:: STATED EXERCISE ::
Give the rows below as a JSON list of strings, one string per line, with blank lines skipped. Leave the pictures out.

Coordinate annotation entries
____________
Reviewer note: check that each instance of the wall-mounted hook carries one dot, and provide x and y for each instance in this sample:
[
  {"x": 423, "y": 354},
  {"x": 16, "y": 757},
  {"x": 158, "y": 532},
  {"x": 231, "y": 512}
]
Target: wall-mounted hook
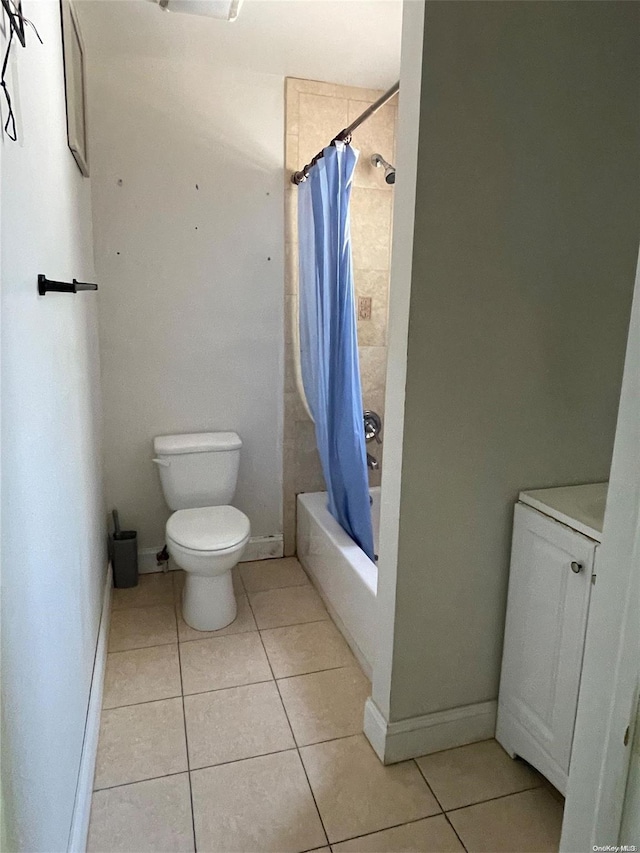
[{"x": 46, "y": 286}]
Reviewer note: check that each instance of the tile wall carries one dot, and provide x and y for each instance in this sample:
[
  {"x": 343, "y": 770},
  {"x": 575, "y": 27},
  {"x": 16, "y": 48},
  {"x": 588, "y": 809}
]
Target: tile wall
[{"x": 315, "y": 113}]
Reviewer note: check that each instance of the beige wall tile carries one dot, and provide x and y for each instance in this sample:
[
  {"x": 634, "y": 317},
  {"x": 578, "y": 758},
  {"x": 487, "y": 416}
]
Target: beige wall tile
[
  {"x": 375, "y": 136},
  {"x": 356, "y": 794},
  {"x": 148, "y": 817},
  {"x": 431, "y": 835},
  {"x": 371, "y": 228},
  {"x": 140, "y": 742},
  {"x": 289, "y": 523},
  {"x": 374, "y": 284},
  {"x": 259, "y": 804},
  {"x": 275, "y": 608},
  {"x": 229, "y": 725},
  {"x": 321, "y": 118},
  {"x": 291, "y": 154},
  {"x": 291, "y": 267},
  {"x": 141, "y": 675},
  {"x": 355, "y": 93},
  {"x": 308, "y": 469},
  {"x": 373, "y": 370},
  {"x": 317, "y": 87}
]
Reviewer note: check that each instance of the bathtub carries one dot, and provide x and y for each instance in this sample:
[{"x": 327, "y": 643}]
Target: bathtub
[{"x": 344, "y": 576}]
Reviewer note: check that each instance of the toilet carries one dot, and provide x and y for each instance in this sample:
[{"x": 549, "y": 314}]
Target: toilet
____________
:: ANSWER ::
[
  "Reviewer note: check that each instance of the wall-mounted hook carries one dot, and provide x and y for each instance in this sample:",
  "[",
  "  {\"x\": 423, \"y\": 354},",
  "  {\"x\": 16, \"y\": 757},",
  "  {\"x\": 158, \"y\": 532},",
  "  {\"x\": 231, \"y\": 512}",
  "]",
  "Target: wall-mounted hook",
  "[{\"x\": 46, \"y\": 286}]",
  "Reviewer note: check that each instance of the tile wall carries one dot, and provide x and y for each instance in this sample:",
  "[",
  "  {\"x\": 343, \"y\": 770},",
  "  {\"x\": 575, \"y\": 27},",
  "  {\"x\": 16, \"y\": 48},",
  "  {\"x\": 588, \"y\": 809}",
  "]",
  "Target: tile wall",
  "[{\"x\": 315, \"y\": 113}]",
  "Reviewer note: check that each instance of the beige wall tile carries one dot, and provide x and y for each instance in this sample:",
  "[",
  "  {\"x\": 634, \"y\": 317},",
  "  {\"x\": 578, \"y\": 758},",
  "  {\"x\": 487, \"y\": 416}",
  "]",
  "Target: beige wall tile",
  "[",
  "  {\"x\": 375, \"y\": 136},",
  "  {\"x\": 356, \"y\": 794},",
  "  {\"x\": 148, \"y\": 817},",
  "  {\"x\": 431, \"y\": 835},",
  "  {\"x\": 371, \"y\": 228},",
  "  {\"x\": 140, \"y\": 742},",
  "  {\"x\": 289, \"y\": 523},",
  "  {\"x\": 374, \"y\": 284},",
  "  {\"x\": 259, \"y\": 804},",
  "  {\"x\": 275, \"y\": 608},",
  "  {\"x\": 229, \"y\": 725},",
  "  {\"x\": 321, \"y\": 118},",
  "  {\"x\": 291, \"y\": 154},",
  "  {\"x\": 291, \"y\": 267},",
  "  {\"x\": 141, \"y\": 675},",
  "  {\"x\": 355, \"y\": 93},",
  "  {\"x\": 308, \"y\": 469},",
  "  {\"x\": 373, \"y\": 370},",
  "  {\"x\": 317, \"y\": 87}",
  "]",
  "Reviewer note: check that each instance of the bathtub carries one dot, and provide x and y for each instance in this sample:",
  "[{\"x\": 327, \"y\": 643}]",
  "Target: bathtub",
  "[{\"x\": 344, \"y\": 576}]",
  "Reviewer note: check that each instance of the toilet carries one dot, and provide x and y for each instance in this sample:",
  "[{\"x\": 549, \"y\": 314}]",
  "Target: toilet"
]